■ Problem to work on ■
Print verbatim every line starting at the one that contains "# record integer" and ending at the final line of the records; include both endpoints.
Records shown: Begin
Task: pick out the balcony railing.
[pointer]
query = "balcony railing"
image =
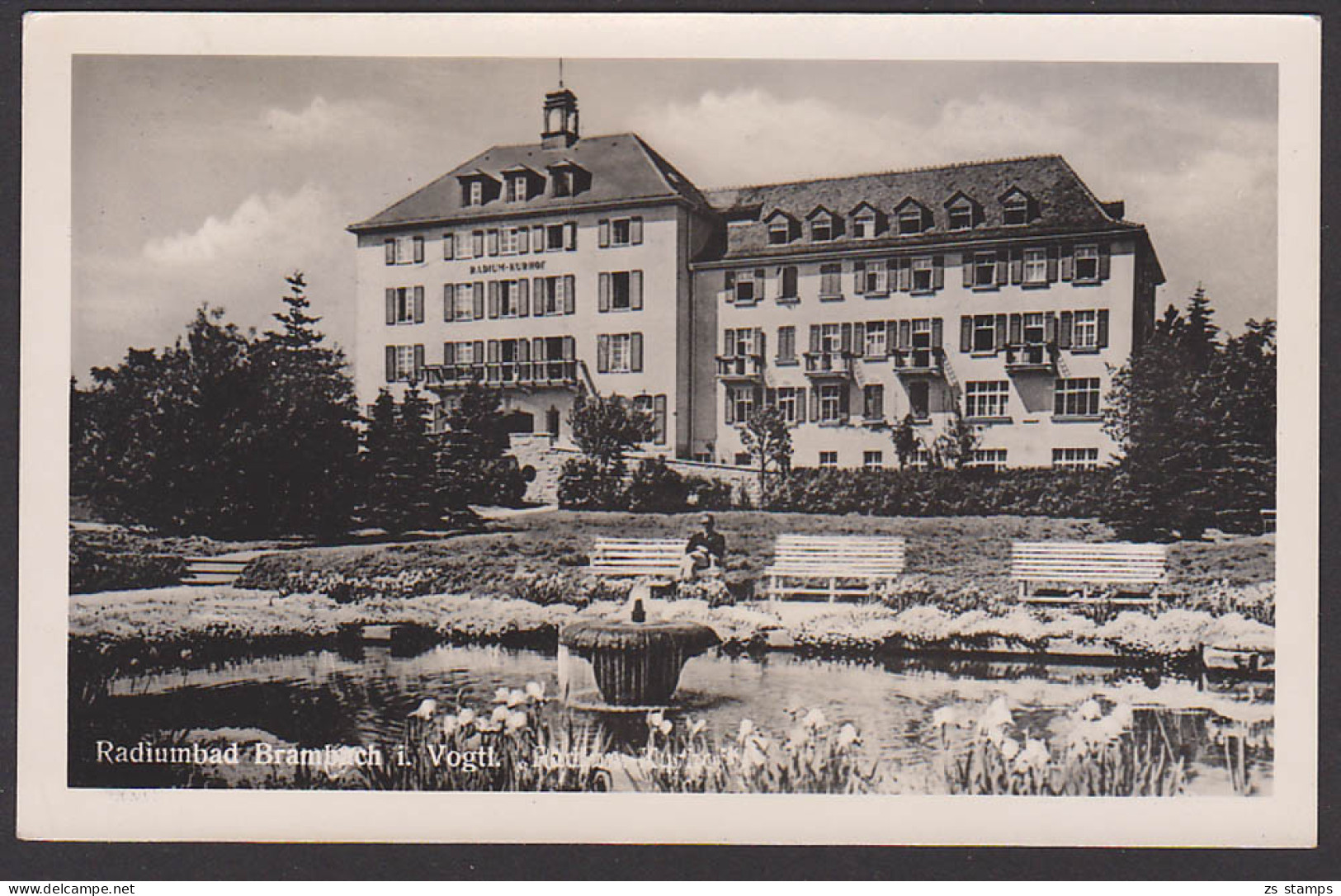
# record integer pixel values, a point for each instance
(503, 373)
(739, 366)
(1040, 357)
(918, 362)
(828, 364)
Records shown: End
■ Response to the task ■
# record integer pixel values, a point for each instance
(503, 373)
(739, 366)
(1040, 357)
(918, 362)
(828, 364)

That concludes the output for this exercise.